YOUR TASKS:
1. List every city named in the biography of the portrait painter van Ceulen.
2. Pick up the biography of the portrait painter van Ceulen after its last sentence and keep writing.
=== SELECTED TEXT ===
Born in London in 1593 in a Protestant milieu, the young artist, who was trained by the age of 14 years old, demonstrated he was an excellent draughtsman. By developing his qualities as a portraitist, van Ceulen inspired Flemish artists whose presence is attested in England in the 1610s, such as Cornelis Ketel (1548-1716), and frequented the studio of Marcus Gherraerts II (1561/2 – 1636), painter to Queen Anne of Denmark. Sources also indicate the young artist’s presence in Amsterdam in the years around 1615, as well as a return to London in about 1618, a fact which would support the hypothesis of a dual education already apparent in his first portraits.

Largely inspired by the work of Anthony Van Dyck (Antwerp, 1599 – London, 1641) whose popularity would affect him at the beginning, van Ceulen was appreciated for the breath of Nordic preciosity in his works, and he gradually made an enviable place for himself in English high society, culminating in his appointment as court painter to King Charles Ist in 1632. However the civil wars which divided England in the 1640s led the artist and his family to return to the United Provinces. In Middelburg, the heart of trade in the United Provinces in the second half of the century, Johnson joined a community of painters and merchants who had already been established there for a few years. He entered the Guild of Saint Luke where he developed a new network of patrons. In Amsterdam, his loyal English clientele, as well as his local commissions, assured him of a growing reputation : rich merchants and imposing political figures, such as Jan Cornelisz Geelvinck, a famous Burgomaster, clamoured for their portrait from him.
=== RECORD SET ===
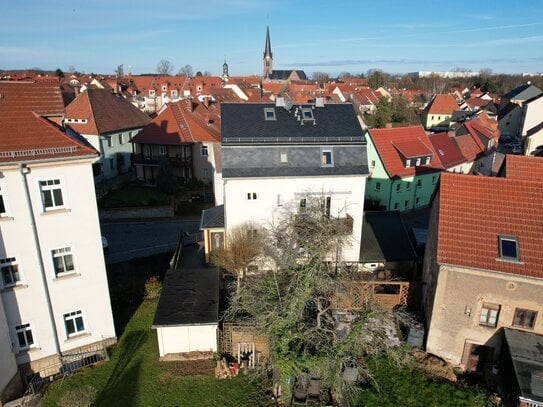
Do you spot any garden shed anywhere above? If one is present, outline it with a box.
[152,268,219,360]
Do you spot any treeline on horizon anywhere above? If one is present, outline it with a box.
[0,68,543,95]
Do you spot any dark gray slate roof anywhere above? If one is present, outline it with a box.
[451,110,477,122]
[503,328,543,402]
[360,211,416,263]
[221,103,365,145]
[268,69,307,81]
[200,205,224,229]
[153,268,219,328]
[502,84,543,100]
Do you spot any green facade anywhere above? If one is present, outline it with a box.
[365,135,439,211]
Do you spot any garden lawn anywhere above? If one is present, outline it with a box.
[351,358,496,407]
[99,184,170,208]
[43,300,269,407]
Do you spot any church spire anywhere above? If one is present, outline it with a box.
[262,26,273,78]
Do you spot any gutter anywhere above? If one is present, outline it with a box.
[19,163,62,358]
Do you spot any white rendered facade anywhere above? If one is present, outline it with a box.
[224,175,366,262]
[0,156,115,375]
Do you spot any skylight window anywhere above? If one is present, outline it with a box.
[264,107,276,120]
[498,236,520,261]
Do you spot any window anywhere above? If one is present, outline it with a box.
[264,107,275,120]
[322,150,334,167]
[498,236,519,261]
[479,303,500,327]
[0,184,8,218]
[302,107,315,120]
[14,324,34,351]
[64,311,85,338]
[40,179,64,211]
[52,247,75,277]
[0,257,21,287]
[321,196,332,217]
[513,308,537,329]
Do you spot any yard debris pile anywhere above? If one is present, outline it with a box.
[412,349,457,382]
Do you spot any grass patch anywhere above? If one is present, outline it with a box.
[42,300,268,406]
[98,184,170,208]
[352,358,495,407]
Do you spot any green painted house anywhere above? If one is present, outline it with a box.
[364,126,441,211]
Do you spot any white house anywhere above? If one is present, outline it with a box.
[221,98,368,262]
[64,88,151,180]
[0,81,116,398]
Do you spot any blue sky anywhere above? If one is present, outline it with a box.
[0,0,543,75]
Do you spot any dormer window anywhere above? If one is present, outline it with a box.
[264,107,276,120]
[302,107,315,120]
[498,236,520,261]
[321,149,334,167]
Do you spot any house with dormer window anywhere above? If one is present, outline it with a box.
[365,126,440,211]
[422,155,543,376]
[215,99,368,262]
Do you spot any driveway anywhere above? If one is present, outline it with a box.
[100,219,200,264]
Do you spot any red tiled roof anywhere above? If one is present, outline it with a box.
[368,126,439,178]
[428,133,466,169]
[437,171,543,278]
[505,154,543,182]
[66,89,151,135]
[132,99,221,145]
[0,79,97,162]
[424,94,458,115]
[454,134,483,161]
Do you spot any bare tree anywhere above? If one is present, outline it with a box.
[226,197,409,399]
[177,65,193,76]
[156,59,174,75]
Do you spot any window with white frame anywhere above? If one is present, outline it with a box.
[0,257,21,287]
[64,310,85,338]
[52,247,75,277]
[321,149,334,167]
[0,183,9,218]
[13,323,34,351]
[479,302,500,327]
[39,178,64,211]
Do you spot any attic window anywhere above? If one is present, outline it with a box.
[498,236,520,261]
[264,107,275,120]
[302,107,315,120]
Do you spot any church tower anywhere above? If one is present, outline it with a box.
[262,26,273,79]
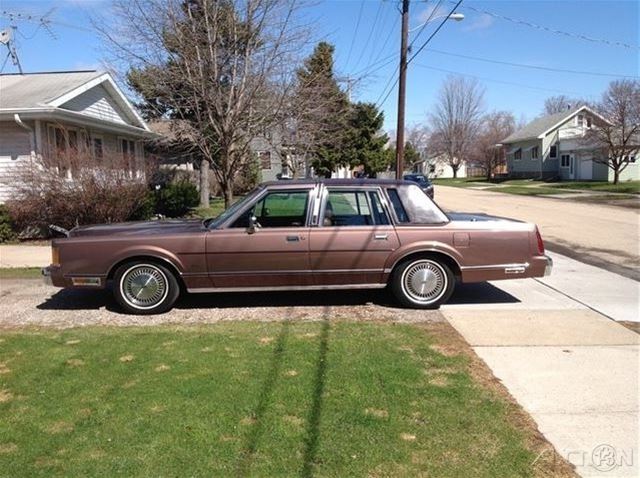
===
RESPONSES FOR EACH TASK:
1. London, Amsterdam, Middelburg, Antwerp

2.
Middelburg, Amsterdam, and finally The Hague… van Ceulen explored many towns before arriving in the Calvinist province of Utrecht in 1652 where he spent the last eighteen years of his life. He received commissions there from elite family members and became one of the best portraitists of the region.

In contrast to his London production where most of the sitters with oval faces are depicted bust length in oval trompe l’œil architecture, the portraits produced in Holland remain more refined. Inspired by Van Dyck, who died in 1641, Ceulen developed new characteristics common to his portraits, in which the sitters are shown in a half-length three-quarter view against a dark background. Probably a rich merchant or patron from Utrecht’s social elite, our sitter poses proudly, one hand placed on his torso, the other delicately holding a pair of leather gloves.

Van Ceulen’s talents as a miniaturist certainly justify the highly studied preciosity of which our picture is an excellent example. The light astutely focuses the viewer’s attention on the sitter’s face by creating a striking contrast between the flesh and the plain peacock blue background, two elements which are almost worth as much as a signature and are used in a few rare known portraits by the artist. The elegance and exacerbated realism are rendered through minute execution of substances, especially in the delicate transparency of waxy flesh with apparent veins, a detail common to portraits of this period which are considered the most subtle of his production.

Cornelius Johnson van Ceulen’s career falls into two distinct productions, of which the Dutch part stands out for finesse in execution raised to its most exacting level. Extolled by the engraver Jan Meyssens (1612-1670) in his work, Images de divers homes d’esprit sublime qui par leur art et science devraient vivre eternellement et desquels la louange et renommée faict estonner le monde (1649) (2), collected by the social elite from London to Utrecht throughout the 17th century, and conserved today in international museums such as the Utrecht Centraal Museum and the Tate Modern in London, van Ceulen’s work has regained its place of honor as a result of the recent work on him which appeared in 2015.

M.O.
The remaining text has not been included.